:: Text block ::
BEGIN
# Help setting up a Bitzenburger



## estoppel101 (Dec 5, 2007)

I am looking into fletching my own arrows and have decided to get the Bitzenburger. I currently shoot arrows that have straight vanes so I figure I will get a straight Bitzenburger jig. However, I want to experiment with other types of fletching and have some extra gift cards left over.

I have several questions I was hoping to find some answers to:

1. If I buy the Bitz with a straight clamp and want to change to right or left helical eventually, do I have to get a new knock receiver to match the helical or just the clamp?

2. If I don't have to get a new knock receiver, then what the he** are the other knock receivers used for? Right Helical and Left Helical?

3. What does TM mean? I see there are Straight, Right Helical and Left Helical receivers and there are TM Straight, TM Right Helical and TM Left Helical receivers. My head is spinning and the Bitz website is not too helpful.

Any help would be greatly appreciated. Thanks.


----------



## arrowshooters (Jun 5, 2006)

1) No, you do not need a new nock receiver. 

2) The additional nock receivers are for more options for orientation on the shaft other than the three provided for already.

3) Have no idea what "TM" means, cannot find it on their site.

Best advise I can give is to make sure that when you are adjusting for the "off-set" you get full contact between the vane and the shaft.


----------



## estoppel101 (Dec 5, 2007)

*Good Stuff*

Thanks, I appreciate the info which no doubt will save me some cha-change.

I did find out that TM receivers are used for TM type arrow rests which require cock vane down. I don't know what TM stands for but TM rests are shoot through, prong style rests. TM will work for me because I shoot cock vane up with my trophy taker.

Thanks again,


----------



## CCArrows (Mar 29, 2006)
END
:: Instruction A ::
Lay out the records as a Markdown table with the columns Row and Line, covering only the lines from the one containing "Mark the rippled" through the end of the records, inclusive. Skip blank lines and omit the pictures.

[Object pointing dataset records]
BEGIN
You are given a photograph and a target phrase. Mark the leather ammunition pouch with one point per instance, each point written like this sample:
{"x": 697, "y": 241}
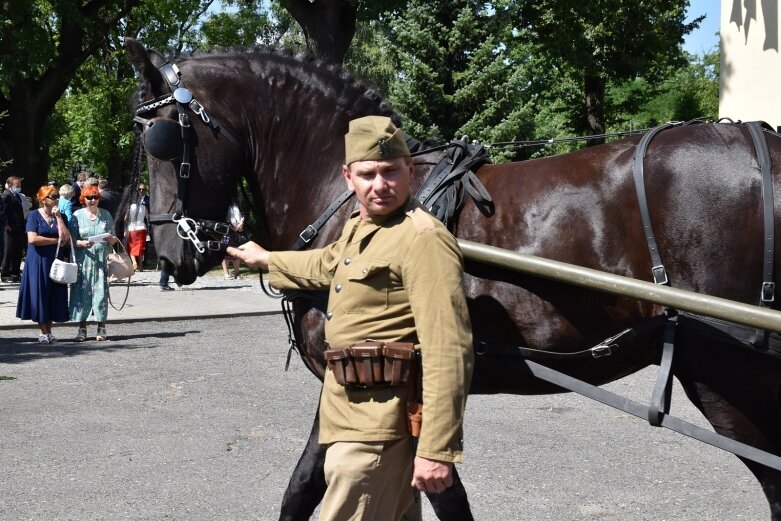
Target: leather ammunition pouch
{"x": 374, "y": 364}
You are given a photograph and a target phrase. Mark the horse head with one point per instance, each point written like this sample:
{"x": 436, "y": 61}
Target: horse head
{"x": 262, "y": 114}
{"x": 194, "y": 163}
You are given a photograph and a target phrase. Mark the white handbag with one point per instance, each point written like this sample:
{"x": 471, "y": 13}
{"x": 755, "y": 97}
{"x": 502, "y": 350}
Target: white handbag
{"x": 64, "y": 272}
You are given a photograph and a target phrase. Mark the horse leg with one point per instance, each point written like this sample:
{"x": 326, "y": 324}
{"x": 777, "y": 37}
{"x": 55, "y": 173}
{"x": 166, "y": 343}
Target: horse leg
{"x": 739, "y": 393}
{"x": 452, "y": 503}
{"x": 306, "y": 487}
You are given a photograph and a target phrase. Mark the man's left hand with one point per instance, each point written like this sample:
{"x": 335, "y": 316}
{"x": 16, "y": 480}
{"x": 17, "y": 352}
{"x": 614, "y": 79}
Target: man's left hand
{"x": 432, "y": 475}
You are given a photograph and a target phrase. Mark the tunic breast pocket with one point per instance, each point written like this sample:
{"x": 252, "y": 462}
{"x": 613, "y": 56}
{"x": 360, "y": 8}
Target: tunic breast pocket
{"x": 368, "y": 286}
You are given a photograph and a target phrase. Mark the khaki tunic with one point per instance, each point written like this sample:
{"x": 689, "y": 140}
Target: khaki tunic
{"x": 392, "y": 278}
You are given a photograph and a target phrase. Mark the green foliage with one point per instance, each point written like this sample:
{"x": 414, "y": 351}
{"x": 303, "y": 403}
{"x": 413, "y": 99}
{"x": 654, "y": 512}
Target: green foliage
{"x": 684, "y": 94}
{"x": 91, "y": 124}
{"x": 446, "y": 67}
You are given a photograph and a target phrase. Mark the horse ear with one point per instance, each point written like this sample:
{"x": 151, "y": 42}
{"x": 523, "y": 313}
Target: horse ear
{"x": 146, "y": 63}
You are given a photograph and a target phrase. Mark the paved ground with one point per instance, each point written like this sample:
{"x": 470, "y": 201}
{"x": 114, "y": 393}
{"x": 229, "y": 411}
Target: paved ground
{"x": 196, "y": 420}
{"x": 210, "y": 296}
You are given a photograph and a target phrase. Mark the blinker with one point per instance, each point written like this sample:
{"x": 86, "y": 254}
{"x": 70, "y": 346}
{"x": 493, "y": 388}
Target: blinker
{"x": 163, "y": 139}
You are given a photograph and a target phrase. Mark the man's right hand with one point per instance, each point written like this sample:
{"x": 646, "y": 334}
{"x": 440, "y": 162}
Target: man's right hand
{"x": 252, "y": 254}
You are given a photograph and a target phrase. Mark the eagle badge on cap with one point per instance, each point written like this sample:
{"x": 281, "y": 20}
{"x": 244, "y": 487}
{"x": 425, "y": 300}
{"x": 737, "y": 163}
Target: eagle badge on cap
{"x": 384, "y": 148}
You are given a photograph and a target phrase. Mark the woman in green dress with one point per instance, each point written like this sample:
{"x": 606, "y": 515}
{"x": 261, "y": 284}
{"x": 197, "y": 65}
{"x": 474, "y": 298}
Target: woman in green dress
{"x": 89, "y": 295}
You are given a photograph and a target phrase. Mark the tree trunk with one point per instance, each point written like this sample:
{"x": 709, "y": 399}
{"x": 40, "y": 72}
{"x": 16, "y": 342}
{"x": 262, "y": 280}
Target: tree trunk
{"x": 329, "y": 26}
{"x": 31, "y": 99}
{"x": 21, "y": 138}
{"x": 594, "y": 87}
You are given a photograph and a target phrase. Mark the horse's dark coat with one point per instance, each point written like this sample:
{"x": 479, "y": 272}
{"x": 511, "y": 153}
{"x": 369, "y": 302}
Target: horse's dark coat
{"x": 704, "y": 195}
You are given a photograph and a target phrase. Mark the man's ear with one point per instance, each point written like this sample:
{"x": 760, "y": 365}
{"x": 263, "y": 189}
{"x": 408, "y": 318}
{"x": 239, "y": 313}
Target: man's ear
{"x": 347, "y": 178}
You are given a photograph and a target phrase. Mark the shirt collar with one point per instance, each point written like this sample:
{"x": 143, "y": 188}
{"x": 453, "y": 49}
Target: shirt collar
{"x": 366, "y": 227}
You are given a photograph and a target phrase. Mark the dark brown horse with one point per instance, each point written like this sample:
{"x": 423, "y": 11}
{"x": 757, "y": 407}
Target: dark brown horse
{"x": 279, "y": 121}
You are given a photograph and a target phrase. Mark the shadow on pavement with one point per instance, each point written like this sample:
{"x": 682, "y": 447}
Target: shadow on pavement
{"x": 24, "y": 349}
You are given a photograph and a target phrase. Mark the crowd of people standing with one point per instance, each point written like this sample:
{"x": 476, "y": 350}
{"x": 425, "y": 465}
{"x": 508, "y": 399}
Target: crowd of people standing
{"x": 66, "y": 220}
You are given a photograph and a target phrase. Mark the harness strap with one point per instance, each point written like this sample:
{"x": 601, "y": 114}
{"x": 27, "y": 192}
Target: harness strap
{"x": 657, "y": 268}
{"x": 662, "y": 394}
{"x": 455, "y": 166}
{"x": 309, "y": 233}
{"x": 607, "y": 347}
{"x": 767, "y": 292}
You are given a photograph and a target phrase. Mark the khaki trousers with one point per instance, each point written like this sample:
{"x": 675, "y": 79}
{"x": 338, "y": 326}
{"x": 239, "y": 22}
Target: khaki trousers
{"x": 370, "y": 481}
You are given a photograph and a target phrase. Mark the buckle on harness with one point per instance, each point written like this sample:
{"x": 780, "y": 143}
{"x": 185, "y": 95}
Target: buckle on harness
{"x": 768, "y": 292}
{"x": 308, "y": 234}
{"x": 221, "y": 228}
{"x": 603, "y": 350}
{"x": 660, "y": 275}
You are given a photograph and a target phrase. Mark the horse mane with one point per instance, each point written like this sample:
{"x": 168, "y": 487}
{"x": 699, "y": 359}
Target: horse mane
{"x": 321, "y": 73}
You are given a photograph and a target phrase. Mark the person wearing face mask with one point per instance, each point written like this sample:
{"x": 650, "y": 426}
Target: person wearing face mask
{"x": 89, "y": 295}
{"x": 14, "y": 235}
{"x": 41, "y": 299}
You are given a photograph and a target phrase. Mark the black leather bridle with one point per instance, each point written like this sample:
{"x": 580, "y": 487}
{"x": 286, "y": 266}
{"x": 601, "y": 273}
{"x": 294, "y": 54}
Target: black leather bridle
{"x": 162, "y": 142}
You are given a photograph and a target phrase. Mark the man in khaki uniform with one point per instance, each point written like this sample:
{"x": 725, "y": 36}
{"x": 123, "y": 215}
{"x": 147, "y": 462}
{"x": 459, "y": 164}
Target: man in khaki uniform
{"x": 395, "y": 274}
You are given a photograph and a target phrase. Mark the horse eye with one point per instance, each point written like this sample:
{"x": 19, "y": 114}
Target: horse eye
{"x": 163, "y": 139}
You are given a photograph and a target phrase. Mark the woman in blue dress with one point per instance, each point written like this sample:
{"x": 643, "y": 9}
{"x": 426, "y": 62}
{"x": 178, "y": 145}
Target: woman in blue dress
{"x": 89, "y": 295}
{"x": 40, "y": 298}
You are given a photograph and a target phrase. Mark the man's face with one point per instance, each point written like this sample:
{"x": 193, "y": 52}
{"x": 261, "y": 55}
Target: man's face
{"x": 382, "y": 187}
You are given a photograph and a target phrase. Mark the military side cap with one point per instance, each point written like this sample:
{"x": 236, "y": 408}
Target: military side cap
{"x": 373, "y": 138}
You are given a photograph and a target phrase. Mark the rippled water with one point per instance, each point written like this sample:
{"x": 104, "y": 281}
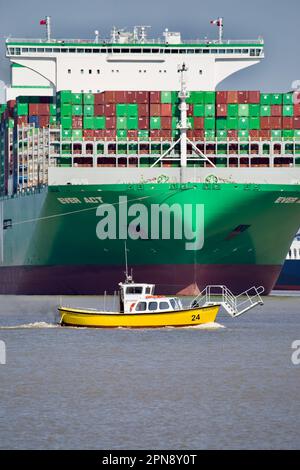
END
:: Instruction B ::
Quote the Bitzenburger thread word for word, from "I am looking" through "and Left Helical?", inclusive.

:: Final result A ::
| Row | Line |
|---|---|
| 1 | You are given a photograph and a target phrase. Mark the rippled water with one point per instance, each point written like this sample: |
| 2 | {"x": 104, "y": 281} |

:: Final result B ::
I am looking into fletching my own arrows and have decided to get the Bitzenburger. I currently shoot arrows that have straight vanes so I figure I will get a straight Bitzenburger jig. However, I want to experiment with other types of fletching and have some extra gift cards left over.

I have several questions I was hoping to find some answers to:

1. If I buy the Bitz with a straight clamp and want to change to right or left helical eventually, do I have to get a new knock receiver to match the helical or just the clamp?

2. If I don't have to get a new knock receiver, then what the he** are the other knock receivers used for? Right Helical and Left Helical?